## EXERCISE TASK:
Reproduce verbatim the lines from the one containing "the woman with" through the one containing "x=259, y=283", inclusive of both.

## DATA RECORDS:

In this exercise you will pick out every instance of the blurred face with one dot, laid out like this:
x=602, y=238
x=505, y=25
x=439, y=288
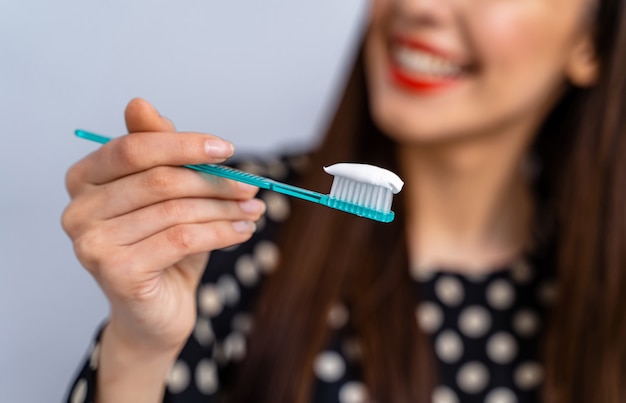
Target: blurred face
x=446, y=69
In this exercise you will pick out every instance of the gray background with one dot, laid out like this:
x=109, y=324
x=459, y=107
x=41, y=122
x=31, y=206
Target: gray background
x=263, y=74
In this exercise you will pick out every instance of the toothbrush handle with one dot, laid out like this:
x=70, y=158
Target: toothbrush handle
x=234, y=174
x=259, y=181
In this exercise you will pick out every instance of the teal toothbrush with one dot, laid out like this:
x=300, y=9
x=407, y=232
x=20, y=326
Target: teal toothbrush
x=360, y=189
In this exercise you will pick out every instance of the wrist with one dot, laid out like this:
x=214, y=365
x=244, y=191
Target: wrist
x=130, y=371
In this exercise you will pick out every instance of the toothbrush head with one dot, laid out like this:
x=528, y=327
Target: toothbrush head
x=364, y=190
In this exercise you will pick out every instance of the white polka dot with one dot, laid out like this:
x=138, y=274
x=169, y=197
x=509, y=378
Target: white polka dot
x=266, y=255
x=277, y=206
x=79, y=394
x=209, y=301
x=179, y=377
x=501, y=395
x=421, y=274
x=547, y=293
x=474, y=321
x=94, y=358
x=449, y=290
x=472, y=377
x=528, y=375
x=476, y=277
x=242, y=322
x=429, y=316
x=502, y=348
x=219, y=355
x=353, y=392
x=206, y=377
x=443, y=394
x=246, y=271
x=351, y=349
x=329, y=366
x=235, y=346
x=500, y=294
x=338, y=316
x=229, y=289
x=526, y=323
x=521, y=272
x=203, y=332
x=449, y=346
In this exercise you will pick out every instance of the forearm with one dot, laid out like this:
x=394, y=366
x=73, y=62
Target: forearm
x=130, y=374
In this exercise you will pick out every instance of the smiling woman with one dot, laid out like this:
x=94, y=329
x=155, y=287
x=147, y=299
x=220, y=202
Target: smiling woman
x=502, y=280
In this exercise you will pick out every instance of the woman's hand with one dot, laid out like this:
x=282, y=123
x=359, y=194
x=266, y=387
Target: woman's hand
x=143, y=226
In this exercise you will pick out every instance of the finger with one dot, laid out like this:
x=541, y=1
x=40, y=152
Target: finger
x=141, y=116
x=141, y=151
x=144, y=223
x=168, y=247
x=156, y=185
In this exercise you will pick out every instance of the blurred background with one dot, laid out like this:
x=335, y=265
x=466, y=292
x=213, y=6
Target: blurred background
x=264, y=75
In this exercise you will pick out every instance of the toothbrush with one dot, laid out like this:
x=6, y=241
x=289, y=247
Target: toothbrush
x=360, y=189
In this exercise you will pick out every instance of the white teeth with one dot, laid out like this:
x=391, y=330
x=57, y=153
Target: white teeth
x=421, y=62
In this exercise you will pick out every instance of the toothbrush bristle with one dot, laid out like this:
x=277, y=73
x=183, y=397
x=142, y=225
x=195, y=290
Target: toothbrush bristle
x=362, y=194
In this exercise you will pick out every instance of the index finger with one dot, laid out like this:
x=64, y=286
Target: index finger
x=138, y=152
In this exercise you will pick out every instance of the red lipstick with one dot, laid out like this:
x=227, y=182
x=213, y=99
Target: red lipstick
x=416, y=82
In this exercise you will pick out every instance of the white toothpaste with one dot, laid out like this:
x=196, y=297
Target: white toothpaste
x=369, y=174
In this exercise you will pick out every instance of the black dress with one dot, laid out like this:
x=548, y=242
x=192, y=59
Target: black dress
x=484, y=329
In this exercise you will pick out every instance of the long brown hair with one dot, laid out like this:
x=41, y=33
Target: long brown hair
x=329, y=256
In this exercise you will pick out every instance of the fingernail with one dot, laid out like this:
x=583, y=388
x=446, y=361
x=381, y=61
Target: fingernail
x=219, y=148
x=244, y=227
x=252, y=206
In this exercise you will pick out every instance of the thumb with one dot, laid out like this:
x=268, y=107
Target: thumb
x=141, y=116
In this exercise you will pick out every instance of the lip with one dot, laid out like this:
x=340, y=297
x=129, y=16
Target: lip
x=414, y=82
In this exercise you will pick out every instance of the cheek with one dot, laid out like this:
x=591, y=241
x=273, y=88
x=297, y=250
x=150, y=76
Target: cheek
x=508, y=38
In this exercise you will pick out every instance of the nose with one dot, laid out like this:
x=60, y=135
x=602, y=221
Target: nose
x=426, y=12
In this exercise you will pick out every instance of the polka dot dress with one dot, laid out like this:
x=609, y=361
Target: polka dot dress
x=484, y=329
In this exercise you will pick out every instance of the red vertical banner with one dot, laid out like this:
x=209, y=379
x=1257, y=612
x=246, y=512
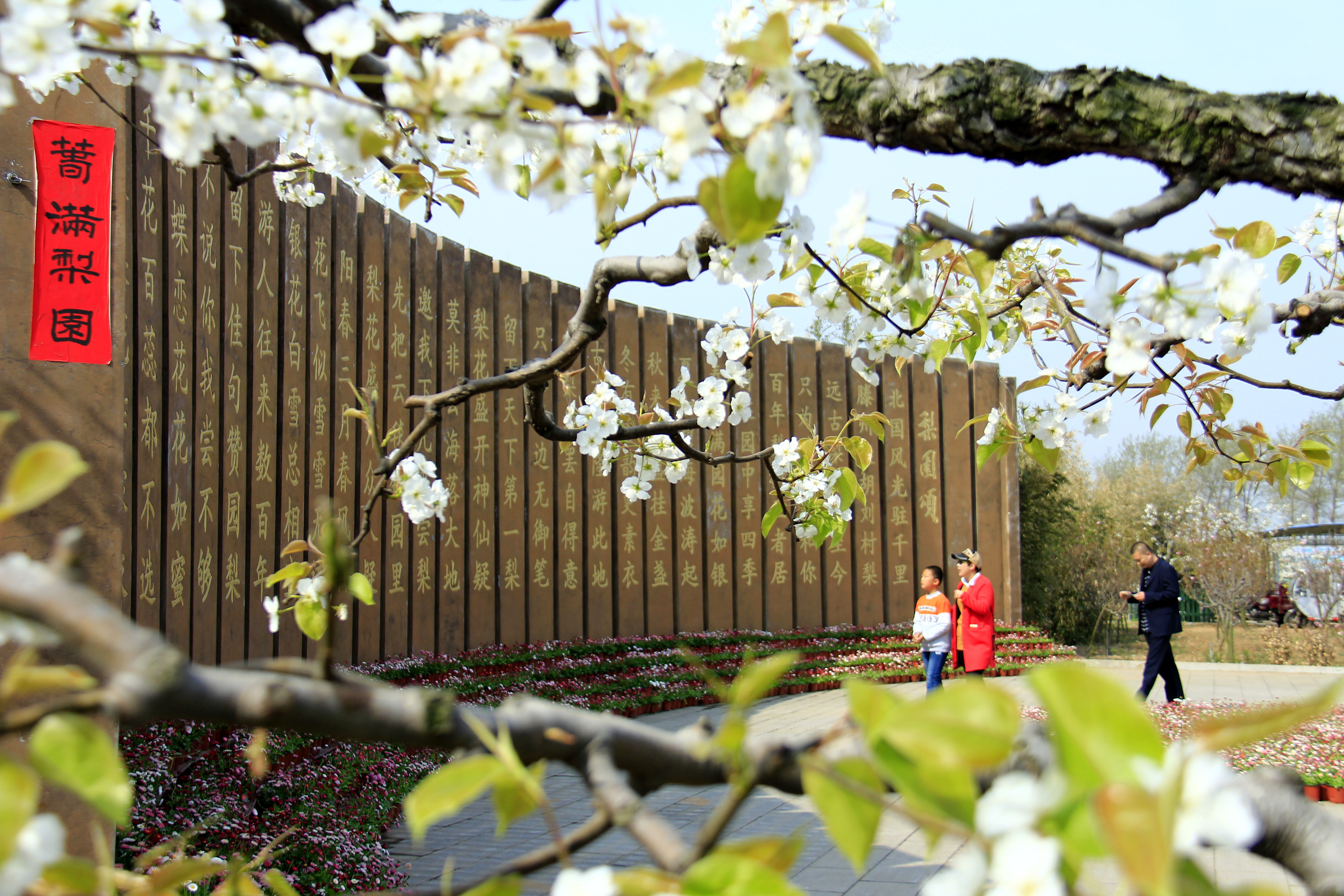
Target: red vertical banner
x=72, y=279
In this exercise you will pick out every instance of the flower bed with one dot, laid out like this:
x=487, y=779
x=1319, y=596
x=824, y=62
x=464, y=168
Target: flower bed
x=639, y=675
x=1315, y=749
x=342, y=797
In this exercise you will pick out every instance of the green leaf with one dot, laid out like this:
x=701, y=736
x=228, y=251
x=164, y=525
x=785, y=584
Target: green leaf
x=361, y=587
x=296, y=570
x=759, y=678
x=39, y=472
x=1288, y=267
x=1217, y=734
x=1257, y=238
x=1038, y=452
x=1100, y=727
x=311, y=619
x=1316, y=452
x=971, y=727
x=861, y=451
x=854, y=42
x=77, y=754
x=982, y=267
x=870, y=246
x=19, y=790
x=748, y=217
x=505, y=886
x=514, y=797
x=851, y=819
x=726, y=874
x=445, y=792
x=771, y=516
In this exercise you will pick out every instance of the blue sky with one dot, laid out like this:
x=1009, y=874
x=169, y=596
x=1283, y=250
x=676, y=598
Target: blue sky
x=1226, y=46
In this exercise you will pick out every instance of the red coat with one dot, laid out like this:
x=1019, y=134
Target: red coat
x=976, y=625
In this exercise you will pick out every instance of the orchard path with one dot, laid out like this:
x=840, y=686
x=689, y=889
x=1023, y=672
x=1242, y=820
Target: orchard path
x=900, y=862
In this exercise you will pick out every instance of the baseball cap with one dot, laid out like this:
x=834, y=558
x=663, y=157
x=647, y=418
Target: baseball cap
x=968, y=555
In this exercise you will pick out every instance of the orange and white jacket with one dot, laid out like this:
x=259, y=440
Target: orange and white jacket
x=933, y=620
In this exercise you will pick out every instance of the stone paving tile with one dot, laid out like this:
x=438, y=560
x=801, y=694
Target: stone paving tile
x=900, y=862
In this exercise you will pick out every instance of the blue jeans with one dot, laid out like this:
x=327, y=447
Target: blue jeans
x=933, y=669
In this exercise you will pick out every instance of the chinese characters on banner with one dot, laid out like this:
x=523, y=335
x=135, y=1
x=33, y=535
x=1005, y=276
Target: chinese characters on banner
x=72, y=289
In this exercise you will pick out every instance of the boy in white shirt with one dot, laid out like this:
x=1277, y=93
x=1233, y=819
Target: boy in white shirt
x=933, y=627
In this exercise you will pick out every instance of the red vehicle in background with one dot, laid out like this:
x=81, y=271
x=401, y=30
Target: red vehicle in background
x=1276, y=605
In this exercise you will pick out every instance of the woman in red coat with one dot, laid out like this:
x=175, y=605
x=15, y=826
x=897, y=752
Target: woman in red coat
x=975, y=616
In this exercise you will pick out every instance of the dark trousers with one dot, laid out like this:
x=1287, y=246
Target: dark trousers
x=1162, y=661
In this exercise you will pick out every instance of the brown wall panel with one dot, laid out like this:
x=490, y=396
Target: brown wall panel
x=511, y=499
x=347, y=332
x=902, y=579
x=866, y=530
x=452, y=460
x=398, y=571
x=777, y=422
x=209, y=425
x=687, y=502
x=540, y=471
x=838, y=554
x=265, y=467
x=990, y=524
x=423, y=576
x=659, y=520
x=959, y=492
x=479, y=358
x=570, y=528
x=808, y=571
x=629, y=573
x=927, y=476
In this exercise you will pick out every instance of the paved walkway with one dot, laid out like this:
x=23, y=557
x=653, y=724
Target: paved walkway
x=900, y=862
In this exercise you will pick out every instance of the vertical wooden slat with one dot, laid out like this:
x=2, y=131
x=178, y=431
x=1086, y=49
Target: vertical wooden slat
x=209, y=425
x=181, y=283
x=990, y=527
x=866, y=530
x=452, y=335
x=776, y=420
x=292, y=451
x=511, y=461
x=267, y=406
x=236, y=590
x=570, y=533
x=600, y=511
x=1013, y=507
x=398, y=574
x=482, y=621
x=838, y=555
x=686, y=495
x=959, y=487
x=538, y=489
x=746, y=508
x=808, y=561
x=372, y=370
x=629, y=573
x=425, y=536
x=347, y=432
x=659, y=527
x=148, y=412
x=322, y=394
x=925, y=491
x=902, y=577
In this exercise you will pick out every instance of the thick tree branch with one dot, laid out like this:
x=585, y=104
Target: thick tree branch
x=1009, y=111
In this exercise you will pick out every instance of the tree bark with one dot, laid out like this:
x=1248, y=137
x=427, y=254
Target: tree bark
x=1007, y=111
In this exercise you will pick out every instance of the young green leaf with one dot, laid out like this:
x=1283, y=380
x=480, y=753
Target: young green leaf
x=851, y=819
x=39, y=472
x=77, y=754
x=445, y=792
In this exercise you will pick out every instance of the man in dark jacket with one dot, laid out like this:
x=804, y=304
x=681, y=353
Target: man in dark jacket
x=1159, y=620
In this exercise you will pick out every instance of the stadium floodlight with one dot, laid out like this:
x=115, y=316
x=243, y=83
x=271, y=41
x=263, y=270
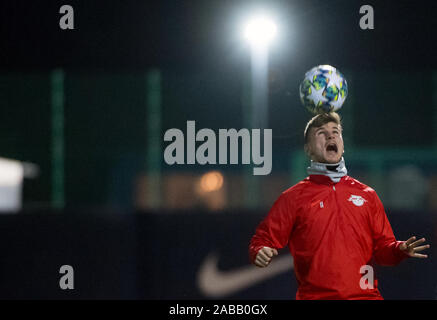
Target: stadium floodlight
x=260, y=31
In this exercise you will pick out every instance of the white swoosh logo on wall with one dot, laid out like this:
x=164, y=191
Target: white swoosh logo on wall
x=215, y=283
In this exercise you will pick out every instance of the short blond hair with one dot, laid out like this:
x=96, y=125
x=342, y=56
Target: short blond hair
x=320, y=120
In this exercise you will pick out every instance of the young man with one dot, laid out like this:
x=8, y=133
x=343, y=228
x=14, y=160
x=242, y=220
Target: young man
x=333, y=224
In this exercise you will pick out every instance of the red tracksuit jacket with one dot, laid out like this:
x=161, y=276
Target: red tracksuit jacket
x=332, y=230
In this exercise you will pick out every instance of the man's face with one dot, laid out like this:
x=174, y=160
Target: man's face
x=325, y=143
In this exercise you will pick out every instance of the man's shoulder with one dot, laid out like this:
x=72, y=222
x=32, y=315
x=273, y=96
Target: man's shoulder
x=355, y=183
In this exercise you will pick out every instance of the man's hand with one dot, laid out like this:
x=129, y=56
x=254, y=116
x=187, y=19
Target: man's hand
x=410, y=247
x=264, y=256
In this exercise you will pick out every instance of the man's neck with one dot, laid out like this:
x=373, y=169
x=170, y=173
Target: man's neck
x=333, y=170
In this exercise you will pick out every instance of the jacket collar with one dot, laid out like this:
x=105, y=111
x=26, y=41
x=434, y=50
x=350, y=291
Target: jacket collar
x=324, y=172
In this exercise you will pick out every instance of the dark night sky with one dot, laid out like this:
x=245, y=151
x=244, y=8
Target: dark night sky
x=202, y=34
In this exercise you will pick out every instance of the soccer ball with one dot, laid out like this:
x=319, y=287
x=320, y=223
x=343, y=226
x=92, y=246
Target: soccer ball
x=324, y=89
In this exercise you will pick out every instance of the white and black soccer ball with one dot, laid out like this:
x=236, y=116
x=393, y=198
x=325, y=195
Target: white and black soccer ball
x=324, y=89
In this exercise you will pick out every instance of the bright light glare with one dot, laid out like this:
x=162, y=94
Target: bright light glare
x=260, y=31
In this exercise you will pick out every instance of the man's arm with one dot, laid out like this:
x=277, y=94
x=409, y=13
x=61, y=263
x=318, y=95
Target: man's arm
x=272, y=233
x=388, y=251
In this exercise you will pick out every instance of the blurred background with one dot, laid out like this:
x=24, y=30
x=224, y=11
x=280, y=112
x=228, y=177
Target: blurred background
x=83, y=114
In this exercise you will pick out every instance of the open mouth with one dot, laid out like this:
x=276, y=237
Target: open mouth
x=332, y=147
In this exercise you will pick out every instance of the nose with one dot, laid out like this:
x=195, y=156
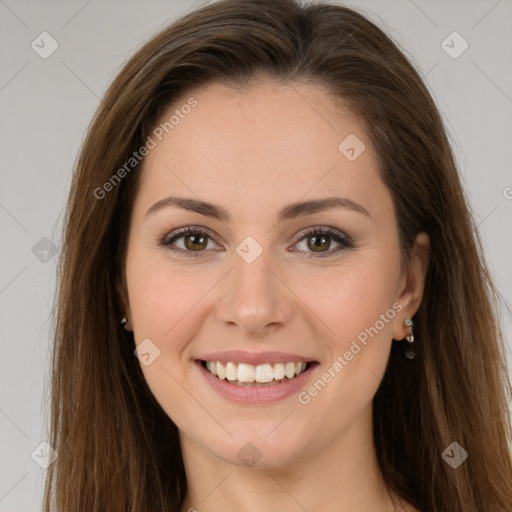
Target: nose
x=254, y=298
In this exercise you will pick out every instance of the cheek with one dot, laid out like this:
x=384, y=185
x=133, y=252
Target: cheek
x=357, y=302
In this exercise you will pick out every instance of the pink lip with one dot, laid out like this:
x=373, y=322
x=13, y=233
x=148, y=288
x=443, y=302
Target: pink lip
x=259, y=394
x=240, y=356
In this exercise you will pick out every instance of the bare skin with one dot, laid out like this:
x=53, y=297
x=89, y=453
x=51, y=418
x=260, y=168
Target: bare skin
x=252, y=152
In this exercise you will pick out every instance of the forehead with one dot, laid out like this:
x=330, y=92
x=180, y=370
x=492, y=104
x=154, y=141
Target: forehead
x=268, y=143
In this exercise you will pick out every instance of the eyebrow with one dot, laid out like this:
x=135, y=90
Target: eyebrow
x=288, y=212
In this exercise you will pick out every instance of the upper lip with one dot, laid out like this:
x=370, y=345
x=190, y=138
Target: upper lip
x=254, y=358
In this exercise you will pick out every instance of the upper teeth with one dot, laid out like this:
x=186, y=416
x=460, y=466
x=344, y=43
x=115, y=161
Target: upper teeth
x=249, y=373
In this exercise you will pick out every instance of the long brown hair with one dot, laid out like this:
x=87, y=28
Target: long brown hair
x=117, y=449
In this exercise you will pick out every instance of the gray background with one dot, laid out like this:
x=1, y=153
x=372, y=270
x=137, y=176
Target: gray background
x=46, y=105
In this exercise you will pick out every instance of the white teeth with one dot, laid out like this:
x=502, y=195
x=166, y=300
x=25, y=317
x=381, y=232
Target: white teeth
x=221, y=371
x=289, y=370
x=231, y=371
x=279, y=371
x=262, y=373
x=245, y=372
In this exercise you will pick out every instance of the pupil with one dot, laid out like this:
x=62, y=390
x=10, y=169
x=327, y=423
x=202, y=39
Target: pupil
x=194, y=245
x=315, y=245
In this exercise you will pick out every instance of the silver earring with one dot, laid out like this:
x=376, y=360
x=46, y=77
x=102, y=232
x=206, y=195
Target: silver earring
x=409, y=352
x=409, y=323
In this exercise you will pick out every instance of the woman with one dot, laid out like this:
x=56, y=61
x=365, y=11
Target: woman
x=271, y=290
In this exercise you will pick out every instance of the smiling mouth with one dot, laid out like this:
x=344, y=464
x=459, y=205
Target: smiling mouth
x=242, y=374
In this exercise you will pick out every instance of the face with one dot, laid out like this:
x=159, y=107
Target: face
x=259, y=283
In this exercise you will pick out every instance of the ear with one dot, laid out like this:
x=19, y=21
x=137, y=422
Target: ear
x=412, y=283
x=124, y=303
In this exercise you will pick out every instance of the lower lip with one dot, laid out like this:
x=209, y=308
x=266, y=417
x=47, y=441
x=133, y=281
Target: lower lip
x=256, y=394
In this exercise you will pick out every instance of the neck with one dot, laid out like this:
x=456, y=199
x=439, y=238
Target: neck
x=341, y=476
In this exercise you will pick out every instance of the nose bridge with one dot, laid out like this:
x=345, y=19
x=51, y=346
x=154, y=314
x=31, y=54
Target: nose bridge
x=253, y=296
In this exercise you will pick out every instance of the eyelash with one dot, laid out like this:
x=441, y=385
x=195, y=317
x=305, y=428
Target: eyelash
x=337, y=236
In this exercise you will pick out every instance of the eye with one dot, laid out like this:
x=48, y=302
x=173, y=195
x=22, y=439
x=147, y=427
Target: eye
x=318, y=241
x=194, y=240
x=320, y=238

## EXERCISE ANSWER:
In this exercise you will pick out every instance of the woman with one dot, laid out like this:
x=56, y=61
x=365, y=11
Target: woman
x=271, y=290
In this exercise you will pick out every instance of the smiling mouth with one dot, laid out like this:
x=344, y=464
x=459, y=205
Target: smiling mouth
x=242, y=374
In this exercise you will pick out every instance of the face with one dot, laid out like this:
x=159, y=107
Target: face
x=259, y=283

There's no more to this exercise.